Given text —
31  From kitchen-sink to SCM

31.1 Eight-step workflow

Adopting even the most rudimentary version of a Structural Causal Model can be daunting for those of us who were taught the classical kitchen-sink-AIC-will-save-us approach. As a consequence, most of us have datasets that were designed to be analyzed in this way. So, sometimes, we feel stuck and wondering how to move forward.

This is a visual guide describing what is minimally required to upgrade from a kitchen-sink model toward a more defensible Structural Causal Model (SCM). The goal is absolutely not to make everything complicated. The goal is to prevent telling the wrong story with a dataset that you have worked so hard to collect. The eight steps apply to a single estimand and can (and should) be repeated for every desired estimand in your dataset.

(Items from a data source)
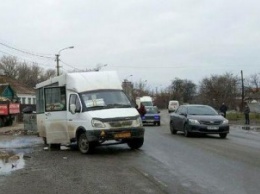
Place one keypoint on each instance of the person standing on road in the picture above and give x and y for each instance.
(223, 109)
(141, 110)
(246, 112)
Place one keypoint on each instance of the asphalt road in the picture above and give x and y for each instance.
(165, 164)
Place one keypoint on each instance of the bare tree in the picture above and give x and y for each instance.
(254, 81)
(182, 90)
(9, 66)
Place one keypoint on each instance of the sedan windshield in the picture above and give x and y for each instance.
(105, 99)
(201, 110)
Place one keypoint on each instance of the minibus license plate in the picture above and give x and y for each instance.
(212, 128)
(122, 135)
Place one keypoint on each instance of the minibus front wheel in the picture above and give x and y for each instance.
(84, 145)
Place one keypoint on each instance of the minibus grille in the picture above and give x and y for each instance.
(120, 123)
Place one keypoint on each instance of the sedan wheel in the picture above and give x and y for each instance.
(173, 131)
(84, 145)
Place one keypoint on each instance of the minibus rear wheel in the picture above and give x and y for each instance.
(85, 147)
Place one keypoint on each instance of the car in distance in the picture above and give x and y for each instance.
(173, 105)
(200, 119)
(152, 116)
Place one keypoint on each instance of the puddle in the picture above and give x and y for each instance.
(10, 162)
(13, 152)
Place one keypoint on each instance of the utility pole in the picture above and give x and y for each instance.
(243, 94)
(58, 66)
(58, 58)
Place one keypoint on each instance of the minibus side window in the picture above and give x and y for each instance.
(74, 100)
(55, 99)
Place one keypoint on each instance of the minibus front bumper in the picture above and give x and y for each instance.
(115, 134)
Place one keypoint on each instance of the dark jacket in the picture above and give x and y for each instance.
(247, 110)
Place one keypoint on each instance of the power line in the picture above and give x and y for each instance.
(33, 62)
(29, 53)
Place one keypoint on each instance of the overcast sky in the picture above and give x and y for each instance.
(153, 40)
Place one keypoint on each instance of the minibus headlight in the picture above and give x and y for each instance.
(97, 124)
(138, 122)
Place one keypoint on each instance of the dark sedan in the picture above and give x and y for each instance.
(200, 119)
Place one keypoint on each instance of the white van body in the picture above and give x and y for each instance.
(173, 105)
(145, 100)
(95, 110)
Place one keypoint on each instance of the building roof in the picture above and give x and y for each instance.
(16, 86)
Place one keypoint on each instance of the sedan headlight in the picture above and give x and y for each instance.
(193, 121)
(97, 124)
(225, 121)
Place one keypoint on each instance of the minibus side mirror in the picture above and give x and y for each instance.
(73, 108)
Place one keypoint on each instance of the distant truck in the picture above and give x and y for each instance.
(89, 108)
(8, 111)
(145, 100)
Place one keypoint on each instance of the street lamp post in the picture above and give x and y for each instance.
(58, 59)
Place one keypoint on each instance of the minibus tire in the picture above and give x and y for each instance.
(85, 147)
(135, 143)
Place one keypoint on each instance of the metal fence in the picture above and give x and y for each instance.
(254, 107)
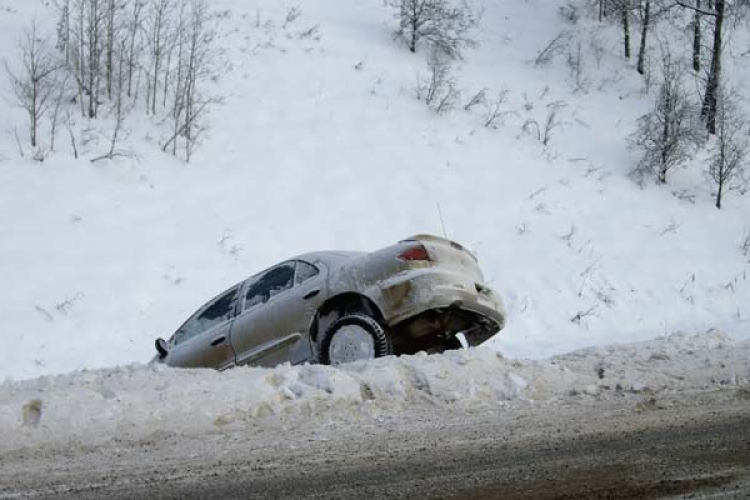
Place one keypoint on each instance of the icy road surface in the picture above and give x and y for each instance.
(650, 420)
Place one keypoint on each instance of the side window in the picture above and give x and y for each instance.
(269, 284)
(305, 271)
(215, 312)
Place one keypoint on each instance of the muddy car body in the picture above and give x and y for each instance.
(424, 293)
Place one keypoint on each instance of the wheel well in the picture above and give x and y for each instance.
(345, 303)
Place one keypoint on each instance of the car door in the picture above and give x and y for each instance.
(276, 309)
(203, 341)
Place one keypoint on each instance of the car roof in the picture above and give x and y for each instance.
(330, 258)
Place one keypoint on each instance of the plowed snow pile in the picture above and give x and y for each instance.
(141, 402)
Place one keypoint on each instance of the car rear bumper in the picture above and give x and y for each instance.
(416, 292)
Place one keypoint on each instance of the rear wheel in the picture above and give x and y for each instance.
(354, 337)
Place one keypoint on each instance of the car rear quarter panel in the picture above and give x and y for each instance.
(404, 289)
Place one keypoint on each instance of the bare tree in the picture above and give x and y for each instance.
(494, 112)
(727, 166)
(625, 16)
(156, 29)
(33, 86)
(697, 35)
(197, 53)
(62, 92)
(441, 23)
(719, 11)
(134, 30)
(438, 88)
(667, 135)
(645, 25)
(119, 87)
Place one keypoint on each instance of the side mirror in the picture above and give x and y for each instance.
(161, 348)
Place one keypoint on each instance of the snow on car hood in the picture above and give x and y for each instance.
(139, 401)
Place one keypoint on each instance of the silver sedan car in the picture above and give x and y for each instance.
(425, 293)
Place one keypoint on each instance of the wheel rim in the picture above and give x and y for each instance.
(351, 343)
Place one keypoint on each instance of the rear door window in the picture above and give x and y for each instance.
(268, 284)
(305, 271)
(215, 312)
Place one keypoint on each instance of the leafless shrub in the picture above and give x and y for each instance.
(494, 113)
(671, 228)
(478, 99)
(577, 65)
(553, 48)
(583, 314)
(684, 195)
(69, 123)
(727, 165)
(667, 135)
(33, 86)
(442, 24)
(531, 127)
(551, 122)
(119, 114)
(439, 87)
(687, 289)
(745, 244)
(569, 11)
(292, 15)
(568, 237)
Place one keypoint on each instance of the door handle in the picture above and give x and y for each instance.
(218, 340)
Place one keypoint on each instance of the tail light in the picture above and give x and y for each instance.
(418, 252)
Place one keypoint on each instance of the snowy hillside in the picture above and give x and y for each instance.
(139, 403)
(322, 144)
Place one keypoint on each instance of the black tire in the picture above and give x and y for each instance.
(382, 339)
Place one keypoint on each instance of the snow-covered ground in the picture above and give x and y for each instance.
(138, 403)
(322, 145)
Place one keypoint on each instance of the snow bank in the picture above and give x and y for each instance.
(323, 145)
(140, 402)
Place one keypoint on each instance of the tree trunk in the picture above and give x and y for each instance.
(697, 37)
(708, 111)
(626, 26)
(644, 38)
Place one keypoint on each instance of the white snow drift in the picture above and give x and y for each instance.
(143, 402)
(323, 145)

Task statement — In the passage on moving from kitchen-sink models to SCMs, reproduce the part that opens with "Adopting even the" and closes with "in your dataset.", swapping "daunting" for "intimidating". The data above is separate material and is not part of the passage on moving from kitchen-sink models to SCMs.

Full response —
Adopting even the most rudimentary version of a Structural Causal Model can be intimidating for those of us who were taught the classical kitchen-sink-AIC-will-save-us approach. As a consequence, most of us have datasets that were designed to be analyzed in this way. So, sometimes, we feel stuck and wondering how to move forward.

This is a visual guide describing what is minimally required to upgrade from a kitchen-sink model toward a more defensible Structural Causal Model (SCM). The goal is absolutely not to make everything complicated. The goal is to prevent telling the wrong story with a dataset that you have worked so hard to collect. The eight steps apply to a single estimand and can (and should) be repeated for every desired estimand in your dataset.